An exact copy of every record, with no pictures, please.
►
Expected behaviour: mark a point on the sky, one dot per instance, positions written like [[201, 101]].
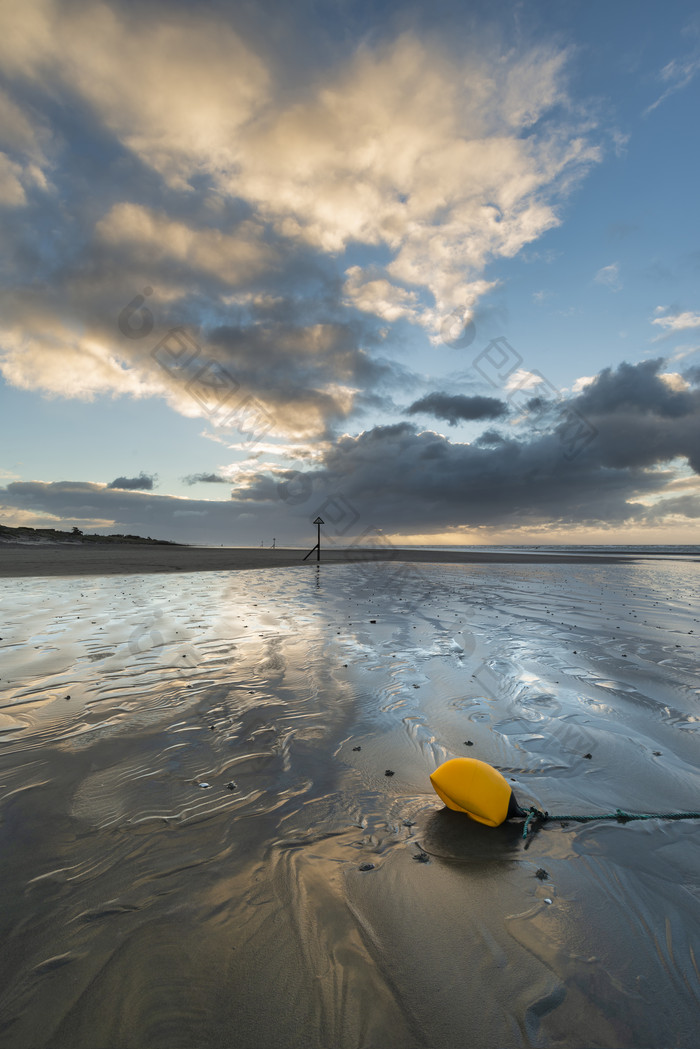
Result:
[[429, 272]]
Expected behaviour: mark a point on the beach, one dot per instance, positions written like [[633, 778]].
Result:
[[202, 846], [67, 559]]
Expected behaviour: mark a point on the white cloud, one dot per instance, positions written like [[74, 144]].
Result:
[[152, 237], [677, 322], [677, 73], [402, 147], [12, 191], [610, 276]]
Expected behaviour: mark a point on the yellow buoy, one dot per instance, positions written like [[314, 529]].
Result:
[[470, 786]]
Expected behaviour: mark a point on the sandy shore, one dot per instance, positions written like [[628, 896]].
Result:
[[199, 844], [77, 560]]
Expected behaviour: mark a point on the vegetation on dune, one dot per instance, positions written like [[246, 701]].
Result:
[[7, 534]]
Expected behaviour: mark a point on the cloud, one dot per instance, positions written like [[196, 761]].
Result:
[[206, 478], [644, 436], [458, 407], [610, 276], [143, 483], [444, 157], [677, 75], [677, 322]]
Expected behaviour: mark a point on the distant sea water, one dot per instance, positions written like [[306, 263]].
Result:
[[651, 550]]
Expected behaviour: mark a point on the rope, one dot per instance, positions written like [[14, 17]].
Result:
[[536, 816]]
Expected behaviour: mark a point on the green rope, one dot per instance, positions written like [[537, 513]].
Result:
[[536, 816]]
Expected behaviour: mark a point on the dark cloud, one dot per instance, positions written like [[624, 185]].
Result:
[[635, 425], [143, 483], [207, 478], [640, 419], [458, 407], [635, 387]]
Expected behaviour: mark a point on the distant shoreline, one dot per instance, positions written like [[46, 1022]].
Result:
[[78, 559]]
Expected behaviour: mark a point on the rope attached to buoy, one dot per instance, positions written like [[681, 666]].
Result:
[[535, 816]]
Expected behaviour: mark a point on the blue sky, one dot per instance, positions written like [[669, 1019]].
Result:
[[430, 271]]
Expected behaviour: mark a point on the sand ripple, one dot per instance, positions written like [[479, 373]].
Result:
[[193, 773]]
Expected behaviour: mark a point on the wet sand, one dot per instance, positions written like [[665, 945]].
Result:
[[73, 559], [192, 774]]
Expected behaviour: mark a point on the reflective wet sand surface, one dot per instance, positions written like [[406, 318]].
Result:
[[185, 810]]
◄
**PROBLEM SOLUTION:**
Expected behaviour: mark a point on the sky, one dot per instance, positions written like [[201, 101]].
Result:
[[429, 272]]
Expected behaviour: mark a point on the beach, one dot per instance, positions written like [[633, 778]].
Result:
[[202, 846], [67, 559]]
Expected behaviour: mark a point on the white cloud, one dot per instance, positions written like [[74, 144]].
Result:
[[152, 237], [677, 322], [677, 73], [402, 147], [12, 191], [610, 276]]
Expected behaviour: mark a point on the yellow buoy, one dot per instance, positions written like [[314, 529]].
Result:
[[470, 786]]
Expected behaviour: mark a point on the sandy shore, one dot per instance, positions written like [[628, 896]].
Result:
[[199, 844], [77, 560]]
Expected behaviour: mark a point on the vegetation on dune, one dot per instance, positions written like [[246, 701]].
Result:
[[7, 534]]
Expected behaviour: mark a point on the cloud, one dot per instance, positions written like [[196, 761]].
Result:
[[206, 478], [644, 436], [458, 407], [610, 276], [143, 483], [444, 157], [677, 75], [677, 322]]
Expected behaviour: mark a point on the distant sea water, one dot per instance, positions written like [[306, 263]].
Result:
[[651, 550]]
Expected behaviour: mark a point on the rope, one dot per instance, positions written like [[14, 17]].
Result:
[[536, 816]]
Expected behaviour: mark a point on the green rope, one dot per instance, positions written like [[537, 513]].
Result:
[[536, 816]]
Expected behaviour: mark a point on the dark cloud, one dot per instance, positions written like [[624, 185]].
Result:
[[635, 425], [143, 483], [207, 478], [640, 419], [458, 407], [635, 387]]
Expected behaviour: mark a point on the distant shoreline, one dot per instance, positions written like [[46, 1022]].
Result:
[[78, 559]]
Expected behaviour: mark a point on the rope attached to buoy, one dot per instance, positions written like [[681, 666]].
Result:
[[535, 816]]
Expected behaviour: mark a point on the blue sky, one dot per instance, positions written like [[669, 1019]].
Result:
[[430, 271]]
Expected behaviour: mark a point on the sand ripple, one dot per instance, positions written like [[479, 373]].
Result:
[[193, 773]]
Expected behaviour: mark a point on the wet sand, one dot per instance, positions written like [[665, 945]].
Result:
[[73, 559], [192, 774]]
Expected behaviour: mark a point on the reflective wet sand surface, one dot per instance, positions written like [[406, 318]].
Result:
[[185, 810]]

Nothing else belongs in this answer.